▶ [Entries from a pointing dataset]:
——

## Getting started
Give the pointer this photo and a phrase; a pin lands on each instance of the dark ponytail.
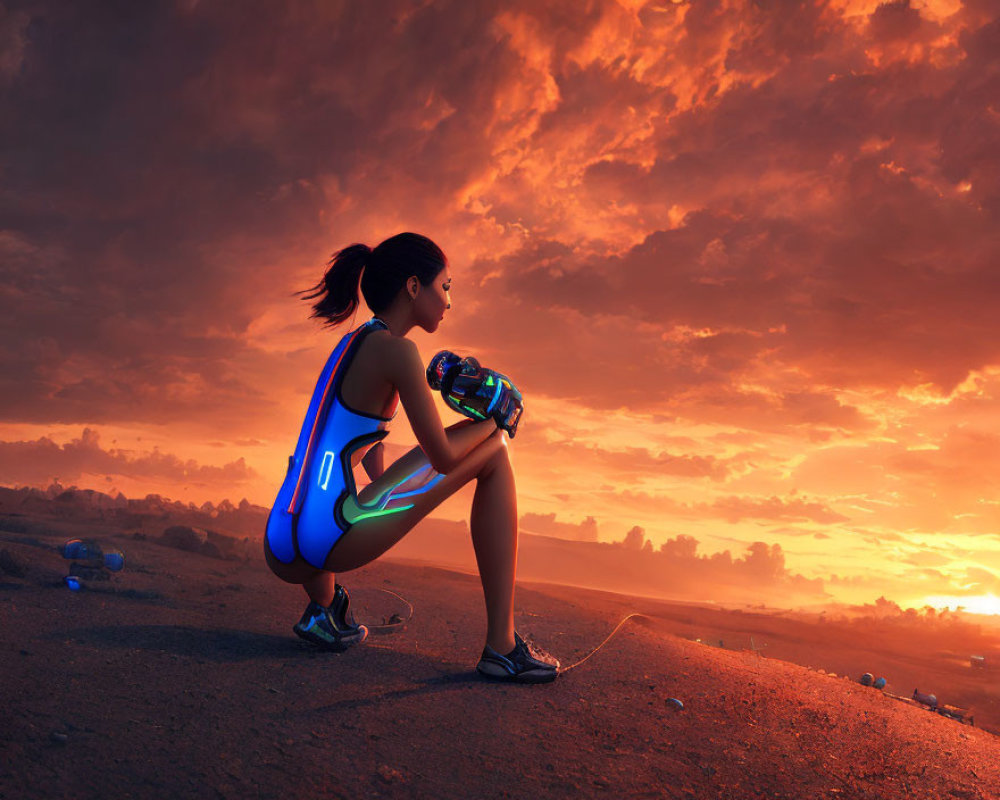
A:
(338, 290)
(385, 268)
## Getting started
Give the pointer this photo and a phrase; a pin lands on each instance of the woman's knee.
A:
(499, 458)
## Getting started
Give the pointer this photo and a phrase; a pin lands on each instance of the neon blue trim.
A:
(496, 397)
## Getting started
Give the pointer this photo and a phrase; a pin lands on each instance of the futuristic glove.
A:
(475, 391)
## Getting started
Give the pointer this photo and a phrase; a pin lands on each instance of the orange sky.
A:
(740, 257)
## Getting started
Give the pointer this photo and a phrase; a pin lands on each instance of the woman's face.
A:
(433, 301)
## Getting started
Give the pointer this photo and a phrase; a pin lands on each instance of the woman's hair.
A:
(386, 269)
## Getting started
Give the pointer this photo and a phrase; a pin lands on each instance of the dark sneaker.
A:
(524, 664)
(332, 628)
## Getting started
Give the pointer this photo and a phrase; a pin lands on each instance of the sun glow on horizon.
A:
(973, 604)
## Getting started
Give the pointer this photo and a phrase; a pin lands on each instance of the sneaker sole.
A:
(337, 646)
(502, 675)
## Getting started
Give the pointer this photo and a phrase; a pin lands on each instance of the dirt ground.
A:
(180, 677)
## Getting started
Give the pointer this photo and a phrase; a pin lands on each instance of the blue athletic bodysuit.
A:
(318, 500)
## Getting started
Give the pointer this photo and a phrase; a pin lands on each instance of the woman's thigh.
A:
(369, 538)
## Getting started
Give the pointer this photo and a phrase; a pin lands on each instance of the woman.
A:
(321, 525)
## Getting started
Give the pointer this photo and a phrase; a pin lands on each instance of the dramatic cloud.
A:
(42, 461)
(740, 257)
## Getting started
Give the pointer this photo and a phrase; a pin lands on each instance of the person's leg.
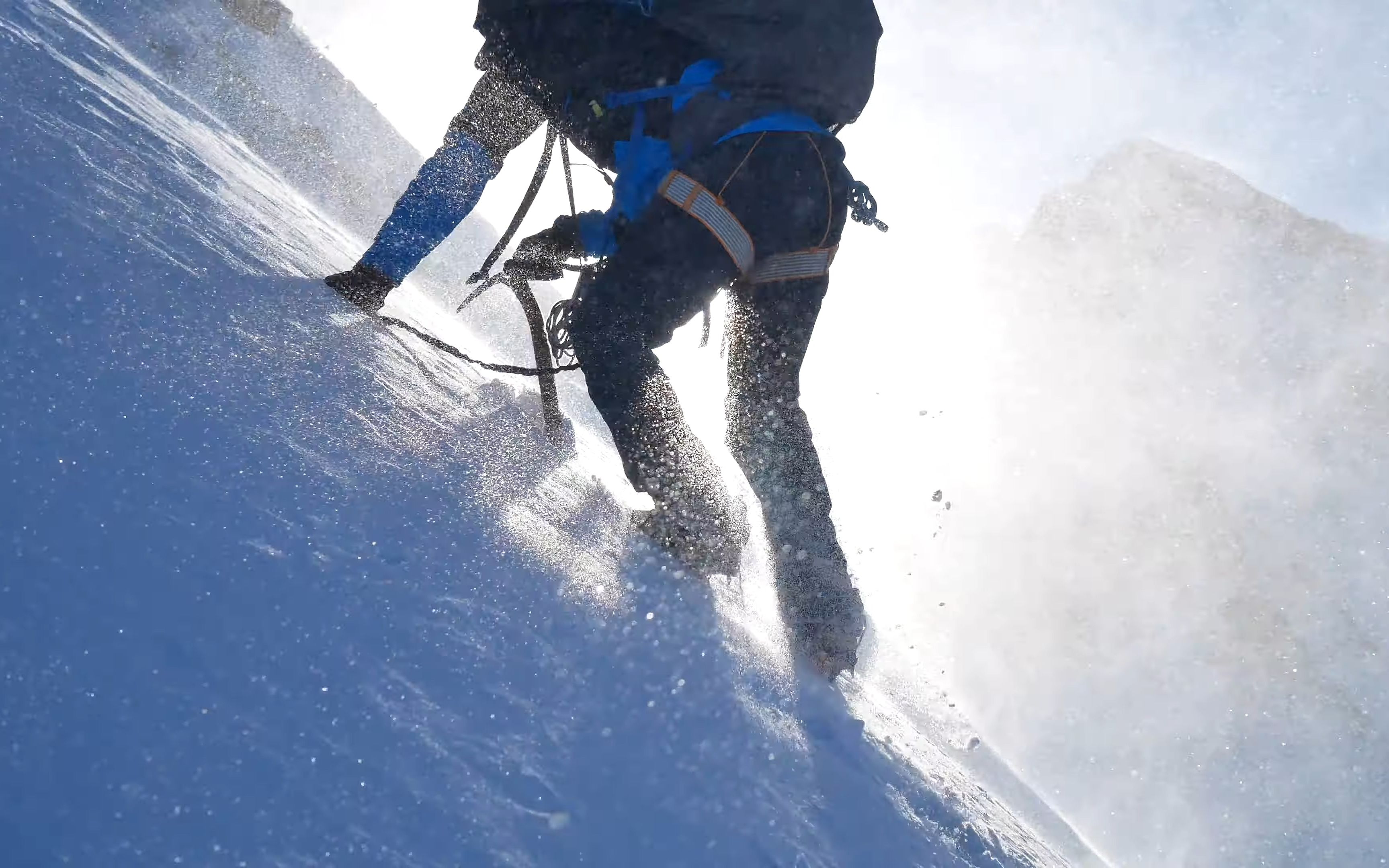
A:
(770, 436)
(666, 270)
(791, 195)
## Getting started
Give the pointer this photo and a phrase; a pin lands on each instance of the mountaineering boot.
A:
(366, 287)
(824, 612)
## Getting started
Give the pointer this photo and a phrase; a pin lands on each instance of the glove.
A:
(365, 287)
(541, 256)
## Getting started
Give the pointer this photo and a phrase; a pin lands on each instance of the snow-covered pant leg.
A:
(667, 268)
(770, 436)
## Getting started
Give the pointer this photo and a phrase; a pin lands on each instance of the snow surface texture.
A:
(293, 109)
(281, 588)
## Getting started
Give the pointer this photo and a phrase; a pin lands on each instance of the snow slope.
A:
(280, 588)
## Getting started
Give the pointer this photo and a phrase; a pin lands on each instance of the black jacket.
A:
(810, 56)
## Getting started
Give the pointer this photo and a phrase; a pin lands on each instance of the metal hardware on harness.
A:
(697, 201)
(863, 207)
(541, 171)
(557, 328)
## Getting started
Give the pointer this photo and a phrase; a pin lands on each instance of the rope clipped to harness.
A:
(863, 207)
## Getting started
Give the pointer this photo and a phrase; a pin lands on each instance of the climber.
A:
(719, 120)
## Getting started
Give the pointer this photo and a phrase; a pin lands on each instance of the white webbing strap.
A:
(695, 199)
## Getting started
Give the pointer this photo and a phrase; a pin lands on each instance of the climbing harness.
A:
(551, 339)
(697, 201)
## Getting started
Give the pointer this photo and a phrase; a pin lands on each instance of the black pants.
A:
(791, 192)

——

▶ [WHAT THIS TASK INVOLVES]: All of the lines above should be retyped precisely, apart from the pictures.

▶ [OUTPUT FOR THIS TASK]:
## Getting started
Give the pointer this photo and a phrase; a pin lands on each instance of the dark ponytail.
A:
(338, 290)
(385, 268)
## Getting started
Give the pointer this photo and a phrase; a pin lands on each instance of the woman's knee.
A:
(499, 458)
## Getting started
Give the pointer this photo and a phrase; a pin lands on each instance of the neon blue trim.
A:
(496, 397)
## Getting started
Give the pointer this photo and a phrase; a pin lands on each instance of the futuristic glove.
A:
(475, 391)
## Getting started
Give the pointer this photo and a phrase; a pin lands on each instance of the orange sky.
A:
(740, 257)
## Getting started
Give the pointer this photo and a phrase; a pin lands on each instance of the woman's face.
A:
(433, 301)
## Getting started
Give the pointer this photo and a phrase; a pin lands on each instance of the woman's hair.
A:
(386, 269)
## Getting started
Give the pointer this photo and a phrase; a pin lands on each instance of the dark sneaker.
A:
(524, 664)
(332, 628)
## Getting started
Give the pointer this photo and a phrase; a pin lands on each instance of the sun glow on horizon.
A:
(973, 604)
## Getting started
Give the pointer this photo and a phrase; a pin lands on each instance of the sneaker sole.
A:
(337, 646)
(502, 675)
## Getting started
Give the pointer this photo and a phrase; a pin lands on each instance of the dirt ground.
A:
(180, 677)
## Getting started
Give the pointer this photo and a phrase; a pin lands on each instance of the blue athletic bodysuit.
A:
(318, 500)
## Getting started
Give the pointer this photo and a phrase; a pin lands on each instance of the woman's thigh.
A:
(369, 538)
## Getting started
Give the pointer this photo and a phrase; a pin lands on each instance of the woman.
A:
(321, 525)
## Getting started
Give the pointer this photo and a phrase; a pin lands on each instance of the dramatic cloud.
A:
(42, 461)
(740, 257)
## Getting started
Give the pointer this photo and a phrase; a pin lands on each instance of the person's leg.
A:
(770, 436)
(666, 270)
(791, 195)
## Getting started
Give the pointer this photo and a phrase; a pin lands on each instance of the mountaineering boot.
A:
(366, 287)
(824, 612)
## Getting started
Give the pointer this photo and a phrase; a pin lands on each instance of the glove.
A:
(365, 287)
(541, 256)
## Getting started
Give the pointer this photo and a phrase; a pin lands on each instance of the snow-covered pant leg.
A:
(667, 268)
(770, 436)
## Getting started
Give the pointer this photo and a phrase; a pin lands on each instance of the snow surface texture.
A:
(293, 109)
(281, 588)
## Getting started
Give the pointer this photo and a phrase; a pin lands on each instance of the snow slope.
A:
(280, 588)
## Getting started
Give the pointer this photo and a phrase; a pin lands on each instance of the black jacket.
A:
(810, 56)
## Getting started
Give the pointer this photo and a phrase; a pin lands on each instance of the metal hardware on harness.
A:
(697, 201)
(863, 207)
(541, 171)
(557, 328)
## Getting started
Give the pointer this photo and a phrase; a pin lands on each instance of the rope clipped to harness.
A:
(863, 207)
## Getting started
Give the pointer this photo and a phrase; a pin lands on each instance of the climber.
A:
(719, 120)
## Getting started
Give the pointer this photo and a phrase; a pin lands on each instance of the white webbing strap.
A:
(695, 199)
## Getting started
Give the pointer this photo and a phrase; a pin lands on each instance of the climbing harness.
A:
(551, 339)
(697, 201)
## Getting started
Give the pointer this photo and a phrase; a pin lands on each instance of the black pants.
A:
(791, 192)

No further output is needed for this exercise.